> [EXCERPTED PASSAGE]

* Begin *

Chitra: So I started playing violin when I was five years old, and I begged my parents that I really wanted lessons. That's something that just continued when I went to college and studied violin. So that was called classical music and that was what I was being trained in. When I was younger I would always sing but I just never wanted to pursue that. I'd go on YouTube and just find instrumentals of songs I like then sing to them constantly and learn to vocally replicate it. So I kind of just taught myself. When I was like 12, I wanted to be able to accompany myself so then I taught myself piano, which is a learning process.

When I was 16 I went to CalArts for a summer program. That fully changed my life because there you study music full-time as if it's like a college program. And that's when I sang live for the first time, and accompanied myself playing piano. I've always known this is what I want to do with my whole life but now I really know that performing is like 1,000% the only thing that makes me really happy. From there, I applied to a bunch of music schools and decided to go to Chapman University, which was a fully classical program so some ups but a lot of downs as well, because I quickly realized I want to be an artist. I need to recalibrate and then I only started songwriting maybe 3 years ago.

When I was 18, I started songwriting out of singing covers because I'd want to associate meaning to how I'm feeling so I find songs that have the meaning that I'm feeling. One day I was just like, “there is no song that can associate how I'm feeling” so I just had to write something down. That transitioned into the first song and kept on doing that.

* End *

> [CHALLENGE 1] Reproduce word for word the part of the interview excerpt between "When I was 16" and "3 years ago.", inclusive.
> [CHALLENGE 2] List every age at which Chitra says something happened in the interview excerpt.
The listing that follows the interview excerpt is taken from a separate source.

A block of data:
* Begin *

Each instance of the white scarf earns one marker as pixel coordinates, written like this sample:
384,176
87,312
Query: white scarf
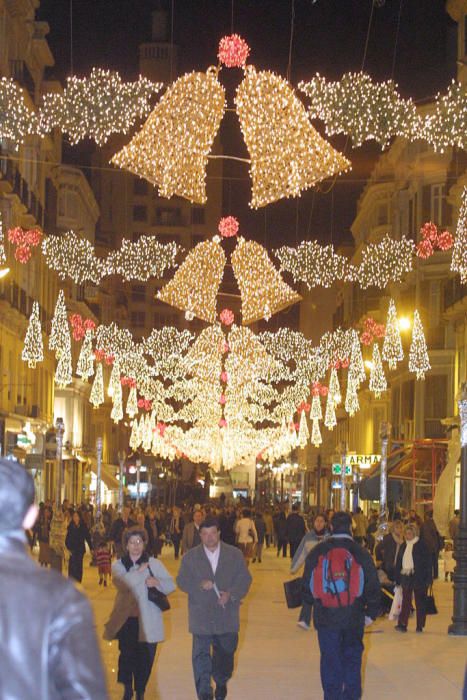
407,559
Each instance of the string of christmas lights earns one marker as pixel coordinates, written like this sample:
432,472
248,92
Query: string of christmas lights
262,288
72,256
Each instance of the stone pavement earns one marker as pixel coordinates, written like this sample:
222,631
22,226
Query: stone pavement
276,659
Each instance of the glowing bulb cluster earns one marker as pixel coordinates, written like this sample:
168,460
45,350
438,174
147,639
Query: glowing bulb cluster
72,256
171,150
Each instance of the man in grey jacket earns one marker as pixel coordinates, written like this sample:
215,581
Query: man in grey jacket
49,646
216,579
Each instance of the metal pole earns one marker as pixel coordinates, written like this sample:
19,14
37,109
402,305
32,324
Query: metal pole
99,477
121,461
60,428
318,484
138,467
459,614
384,434
343,477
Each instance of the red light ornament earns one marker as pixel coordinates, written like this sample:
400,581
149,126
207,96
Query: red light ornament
233,51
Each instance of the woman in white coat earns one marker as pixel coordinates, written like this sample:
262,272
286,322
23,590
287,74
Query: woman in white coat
135,621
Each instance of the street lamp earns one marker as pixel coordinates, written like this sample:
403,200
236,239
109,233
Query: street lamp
459,614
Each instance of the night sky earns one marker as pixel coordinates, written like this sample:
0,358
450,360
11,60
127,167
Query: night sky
329,38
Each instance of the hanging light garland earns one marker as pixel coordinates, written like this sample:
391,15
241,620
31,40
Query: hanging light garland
364,109
459,253
96,107
316,265
195,284
262,288
33,349
419,362
72,256
378,383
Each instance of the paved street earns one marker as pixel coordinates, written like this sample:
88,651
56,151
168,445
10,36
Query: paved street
276,659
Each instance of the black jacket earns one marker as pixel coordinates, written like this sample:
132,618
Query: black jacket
295,527
422,561
50,650
386,553
347,617
76,536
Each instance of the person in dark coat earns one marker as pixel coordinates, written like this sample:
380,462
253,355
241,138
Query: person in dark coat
49,645
215,576
280,528
296,529
77,535
414,574
340,628
430,535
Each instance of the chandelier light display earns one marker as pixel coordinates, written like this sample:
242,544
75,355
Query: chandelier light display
95,107
287,153
459,253
172,148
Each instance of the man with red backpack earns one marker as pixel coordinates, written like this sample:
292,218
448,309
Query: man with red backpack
341,583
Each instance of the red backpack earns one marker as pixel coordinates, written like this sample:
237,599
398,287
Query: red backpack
338,578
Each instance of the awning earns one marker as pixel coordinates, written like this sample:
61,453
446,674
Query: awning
108,472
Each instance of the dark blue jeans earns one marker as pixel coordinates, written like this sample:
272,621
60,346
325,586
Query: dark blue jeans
341,663
217,663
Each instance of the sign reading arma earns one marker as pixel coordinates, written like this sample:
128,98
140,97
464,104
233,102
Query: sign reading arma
363,461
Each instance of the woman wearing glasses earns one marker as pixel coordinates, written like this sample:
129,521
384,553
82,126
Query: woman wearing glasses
136,621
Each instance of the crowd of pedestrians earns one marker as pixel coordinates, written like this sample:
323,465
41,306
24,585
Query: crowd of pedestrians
349,575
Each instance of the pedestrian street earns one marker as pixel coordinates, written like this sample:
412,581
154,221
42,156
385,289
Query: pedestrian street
276,659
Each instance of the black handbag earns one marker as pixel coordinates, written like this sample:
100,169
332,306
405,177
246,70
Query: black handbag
293,592
430,605
157,597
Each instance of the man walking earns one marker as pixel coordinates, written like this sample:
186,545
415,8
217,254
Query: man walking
216,579
341,583
296,529
49,646
191,534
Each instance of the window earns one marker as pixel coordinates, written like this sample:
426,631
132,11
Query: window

* End *

> [TASK RESPONSE 1]
When I was 16 I went to CalArts for a summer program. That fully changed my life because there you study music full-time as if it's like a college program. And that's when I sang live for the first time, and accompanied myself playing piano. I've always known this is what I want to do with my whole life but now I really know that performing is like 1,000% the only thing that makes me really happy. From there, I applied to a bunch of music schools and decided to go to Chapman University, which was a fully classical program so some ups but a lot of downs as well, because I quickly realized I want to be an artist. I need to recalibrate and then I only started songwriting maybe 3 years ago.

> [TASK RESPONSE 2] five, 12, 16, 18